DOMENICA XXVII ANNO A
Dal Vangelo secondo Matteo 21,33-43.
In quel tempo, Gesù disse ai capi dei sacerdoti e agli anziani del popolo: «33Ascoltate un’altra parabola: c’era un uomo che possedeva un terreno e vi piantò una vigna. La circondò con una siepe, vi scavò una buca per il torchio e costruì una torre. La diede in affitto a dei contadini e se ne andò lontano. 34Quando arrivò il tempo di raccogliere i frutti, mandò i suoi servi dai contadini a ritirare il raccolto. 35Ma i contadini presero i servi e uno lo bastonarono, un altro lo uccisero, un altro lo lapidarono. 36Mandò di nuovo altri servi, più numerosi dei primi, ma li trattarono allo stesso modo. 37Da ultimo mandò loro il proprio figlio dicendo: “Avranno rispetto per mio figlio!”. 38Ma i contadini, visto il figlio, dissero tra loro: “Costui è l’erede. Su, uccidiamolo e avremo noi la sua eredità!”. 39Lo presero, lo cacciarono fuori dalla vigna e lo uccisero. 40Quando verrà dunque il padrone della vigna, che cosa farà a quei contadini?». 41Gli risposero: «Quei malvagi, li farà morire miseramente e darà in affitto la vigna ad altri contadini, che gli consegneranno i frutti a suo tempo».42E Gesù disse loro: «Non avete mai letto nelle Scritture:
La pietra che i costruttori hanno scartato è diventata la pietra d’angolo; questo è stato fatto dal Signore ed è una meraviglia ai nostri occhi?43Perciò io vi dico: a voi sarà tolto il regno di Dio e sarà dato a un popolo che ne produca i frutti».
Commento
Non è casuale che le parabole scelte come letture di queste domeniche, quelle passate di settembre, e queste di ottobre, presentino un elemento in comune, rappresentato dal fatto che c’è una iniziativa, un’azione precedente alla quale occorre dare una risposta. Questa iniziativa sta ad indicare l’azione di Dio, che agisce sempre per primo; la risposta indica lo spazio proprio di noi uomini che nella risposta decidiamo del nostro destino e della nostra sorte.
Nella parabola di oggi si parla della vigna, che rappresenta il popolo d’Israele. Ai servi è stata loro affidata un vigna dotata di tutte le strutture necessarie: cinta. frantoio, torre. Come avviene in un contratto di affitto, l’affittuario ha avuto fiducia di coloro che ha assunto, pensando che avrebbero rispettato i patti. Essi invece tradiscono la parola data; non solo non rispettano i patti, ma praticamente si impossessano della vigna, la ritengono una cosa loro. Perciò quando arrivano i messi del padrone, non li riconoscono e giungono addirittura ad ucciderli.

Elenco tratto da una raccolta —

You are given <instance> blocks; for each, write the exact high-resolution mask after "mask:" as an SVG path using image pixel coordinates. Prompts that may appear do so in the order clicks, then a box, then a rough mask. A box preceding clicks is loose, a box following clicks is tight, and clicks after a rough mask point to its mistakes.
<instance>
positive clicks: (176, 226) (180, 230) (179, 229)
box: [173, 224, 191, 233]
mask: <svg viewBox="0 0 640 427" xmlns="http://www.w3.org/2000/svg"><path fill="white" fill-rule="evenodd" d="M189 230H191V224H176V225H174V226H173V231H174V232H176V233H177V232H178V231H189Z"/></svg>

Richiesta 1 — Sostituisci "positive clicks" con "foreground clicks" nel tratto dell'elenco che va dall'inizio fino alla riga contenente "box: [173, 224, 191, 233]", compresa, lasciando invariato tutto il resto. Riporta soltanto quelle righe.
Richiesta 2 — Riprendi il commento sulla parabola della vigna subito dopo l'ultima frase del brano e prosegui la riflessione.

Risultato atteso 1 —
You are given <instance> blocks; for each, write the exact high-resolution mask after "mask:" as an SVG path using image pixel coordinates. Prompts that may appear do so in the order clicks, then a box, then a rough mask. A box preceding clicks is loose, a box following clicks is tight, and clicks after a rough mask point to its mistakes.
<instance>
foreground clicks: (176, 226) (180, 230) (179, 229)
box: [173, 224, 191, 233]

Risultato atteso 2 —
A questo punto emerge il comportamento molto strano del padrone. Egli continua ad avere fiducia in loro; li vuol convincere della loro malvagità non con il castigo, ma con prove di fiducia e di amore sempre più grandi. Questo è umanamente inconcepibile! Infatti il padrone invia altri servi, che vengono ugualmente maltrattati. Alla fine manda addirittura il suo figlio. Questa è una degnazione massima da parte del padrone, che tratta i servi come suoi pari, quasi volesse accoglierli nella sua famiglia. Ricevendo il figlio essi sarebbero stati non solo perdonati dei delitti precedenti, ma sarebbero entrati nella cerchia familiare del padrone, non sarebbero stati più dei semplici servi. A tanta degnazione risponde una malvagità inconcepibile, una cecità totale: l’occasione è buona per impadronirci di tutto. Questa malvagità riesce ad esaurire le risorse di bontà e di perdono del padrone che sembravano inesauribili. Non è più nella possibilità di perdonare anche se lo volesse.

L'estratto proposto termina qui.